Exercise details » No pictures, please. Output the lines from the start of the data through the line that contains "Objective — set a marker on each instance of the staircase", both included, exactly as they stand.

Working data »
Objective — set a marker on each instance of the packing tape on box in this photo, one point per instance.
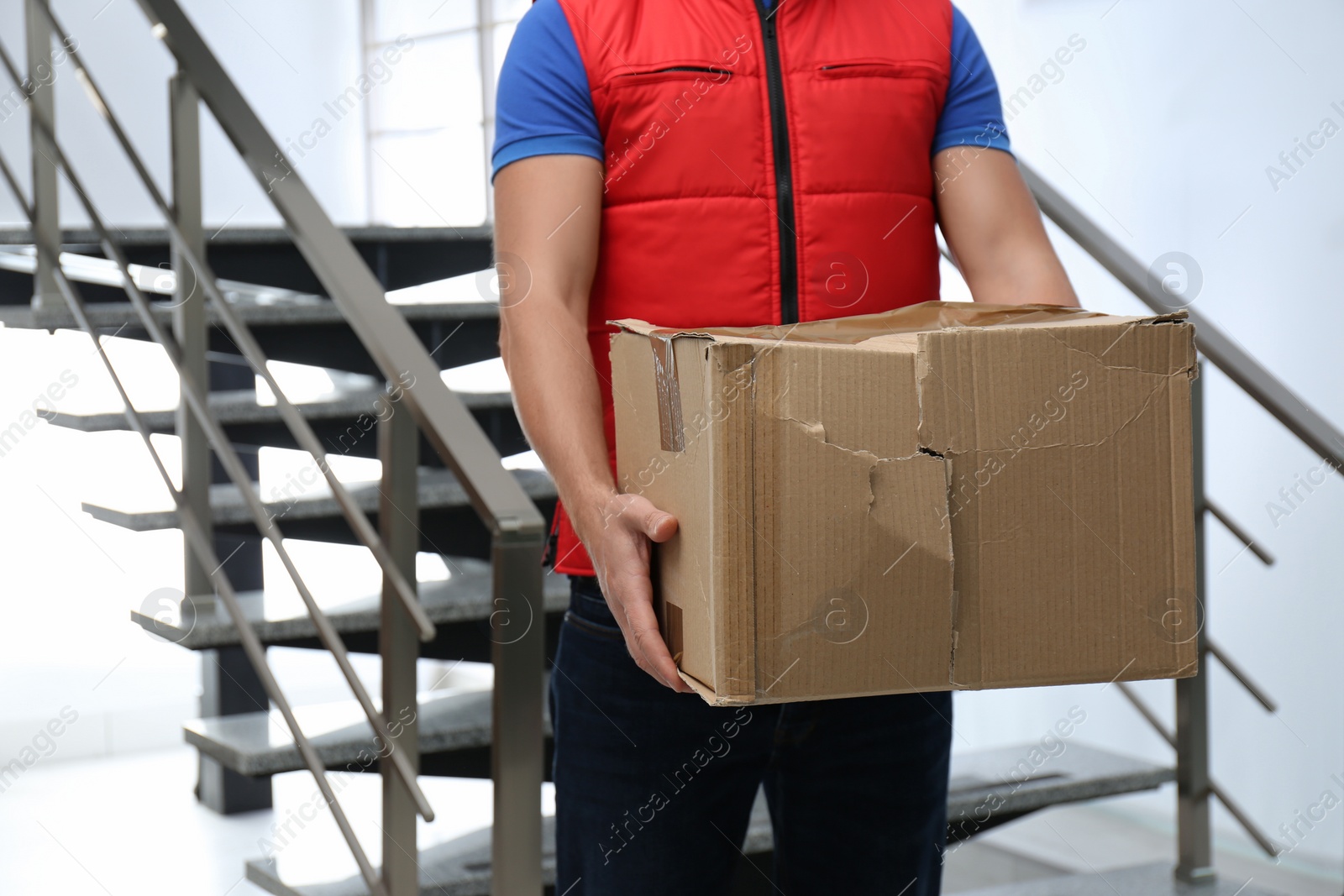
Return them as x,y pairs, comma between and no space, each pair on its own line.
671,427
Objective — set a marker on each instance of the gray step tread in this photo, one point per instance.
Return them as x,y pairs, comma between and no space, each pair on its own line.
259,743
1142,880
456,298
438,490
461,866
292,313
465,595
233,407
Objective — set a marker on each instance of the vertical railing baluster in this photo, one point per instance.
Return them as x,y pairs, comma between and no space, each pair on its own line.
398,641
188,317
1193,786
517,634
40,87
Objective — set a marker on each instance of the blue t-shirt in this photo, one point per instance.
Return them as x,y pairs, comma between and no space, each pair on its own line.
543,105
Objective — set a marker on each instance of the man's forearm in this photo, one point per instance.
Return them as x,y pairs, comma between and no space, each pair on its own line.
995,231
555,391
546,234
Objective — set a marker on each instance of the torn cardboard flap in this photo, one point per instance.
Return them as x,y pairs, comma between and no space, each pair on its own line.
944,496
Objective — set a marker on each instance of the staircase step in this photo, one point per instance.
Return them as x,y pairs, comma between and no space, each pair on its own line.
1142,880
464,600
315,515
449,316
259,743
456,298
318,864
331,416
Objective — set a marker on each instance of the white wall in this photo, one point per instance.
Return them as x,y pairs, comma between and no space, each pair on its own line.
1162,129
288,60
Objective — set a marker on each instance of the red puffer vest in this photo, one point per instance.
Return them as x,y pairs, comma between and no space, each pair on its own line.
763,165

Answer to the problem »
Objective — set a marker on each instance of the packing tape on box in this photo, one point per instance.
Return them as x,y pairs, comma between and no space, each pair on its own line.
671,427
Objective — set a marker on each instance of the gray step tread in this photo, one point per instance.
Return them as x,y pairs, comma between and no space, each pair on its own line.
259,743
1142,880
456,298
438,490
461,866
292,313
465,595
233,407
Objective — set a marker on each instance of the vertical railing baluster in this photo, one point per instance.
Return them as x,y pairs, comma between and no space, each pair on its own line.
398,641
188,317
1193,786
517,634
40,87
Objective — set a marker on each instance of the blue t-shirt in this photo, one point per instance.
Return them as x,y pairs, comma between and no space, each pair on its own line.
543,105
Objective — set a marker on each instance of the man's forearm in this photo, one point per instance.
Return them as x,y pairs, comma between and no space, each pair on its own line.
995,231
555,391
546,234
Objective — set a marker on each instance of the torn cardboard flap in this photo, one point per instance.
Return them as x,y pairs, comma between and no space, each pair on its own line.
944,496
Objective — set a marker on each instance of the staircase step in this photo, one point per instance.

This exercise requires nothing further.